(Beginning of TEXT EXCERPT)

Food-as-a-Service: The $3 trillion meal delivery market
If 2.8 billion consumers in 2030 were to access meal delivery services once a week at an average cost of $7 per meal, the market would scale nearly 10-fold to roughly $1 trillion at an annual rate, as shown above. If adoption were to hit 3 meals per week, the market size could reach $3 trillion. Interestingly, Meituan users already order through the service more than three times a week, suggesting that our estimates could be much too conservative. In other words, at an implied penetration of just 4% today, the $120 billion global meal delivery market is nascent relative to its long-term opportunity.
Fiverr, HQ'd in Tel Aviv, is building a platform for the gig economy and filed its F-1 to go public this week. It disclosed 5.5 million cumulative buyers, of which 2.1 million were active in the last year. It positions itself as a broad horizontal platform, offering jobs in "digital services" from over 200 categories.

(End of TEXT EXCERPT)
(Beginning of AVAILABLE DATA)

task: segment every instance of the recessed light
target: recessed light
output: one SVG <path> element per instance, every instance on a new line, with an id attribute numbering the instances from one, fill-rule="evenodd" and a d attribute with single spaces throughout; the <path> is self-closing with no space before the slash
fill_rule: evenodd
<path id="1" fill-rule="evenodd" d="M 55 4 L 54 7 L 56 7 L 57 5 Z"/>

(End of AVAILABLE DATA)

▶ **PROBLEM 1**
Return the part of the meal delivery article from "Food-as-a-Service: The $3" to "its long-term opportunity.".
▶ **PROBLEM 2**
Using the meal delivery article, say yes or no to each statement and quote the words that decide it: (a) Meituan users order through the service more than three times a week. (b) Fiverr is headquartered in New York. (c) Fiverr disclosed 5.5 million cumulative buyers.
▶ **PROBLEM 3**
Continue the meal delivery article from its last sentence.
The rows come from a separate source.

▶ **WRITTEN RESPONSE 1**
Food-as-a-Service: The $3 trillion meal delivery market
If 2.8 billion consumers in 2030 were to access meal delivery services once a week at an average cost of $7 per meal, the market would scale nearly 10-fold to roughly $1 trillion at an annual rate, as shown above. If adoption were to hit 3 meals per week, the market size could reach $3 trillion. Interestingly, Meituan users already order through the service more than three times a week, suggesting that our estimates could be much too conservative. In other words, at an implied penetration of just 4% today, the $120 billion global meal delivery market is nascent relative to its long-term opportunity.

▶ **WRITTEN RESPONSE 2**
(a) Yes: "Meituan users already order through the service more than three times a week"
(b) No: "Fiverr, HQ'd in Tel Aviv"
(c) Yes: "It disclosed 5.5 million cumulative buyers"

▶ **WRITTEN RESPONSE 3**
The business showed $83 million in trailing revenue, a 25% take rate, and 79% gross margins. In Q1-2019, Fiverr grew 43% y/y. Active buyers, however, are only growing 10% y/y, while spend/buyer is growing 19% y/y. Note: spend/buyer is up 2x since 2014 thanks to the success of the Fiverr pro program.
I was delighted to see Fiverr disclose cohort data going all the way back to its founding in 2010. Recent cohorts have unfortunately seen higher first year churn, likely due to increased prices. Paybacks on marketing costs are solid in the 7 month range. 2-year LTV/CAC looks like 2.0x on a gross margin basis. Presumably Fiverr spends little to acquire sellers because it doesn't disclose those numbers.
The business will likely be comp'd against Upwork (UPWK, 6x trailing revs) and a broader basket of marketplace businesses which trade in a similar range. That would value Fiverr at less than a billion of enterprise value, which would make its IPO rare in the context of other businesses which are going public at greater scale. If it trades nicely, Fiverr could be a bellwether for smaller IPOs.
As Mark Zuckerberg pushes Facebook to become a platform for more intimate sharing and conversation, the Groups feature is becoming more prominent. More than 400 million of Facebook's 2.4 billion MAUs are members of at least one group.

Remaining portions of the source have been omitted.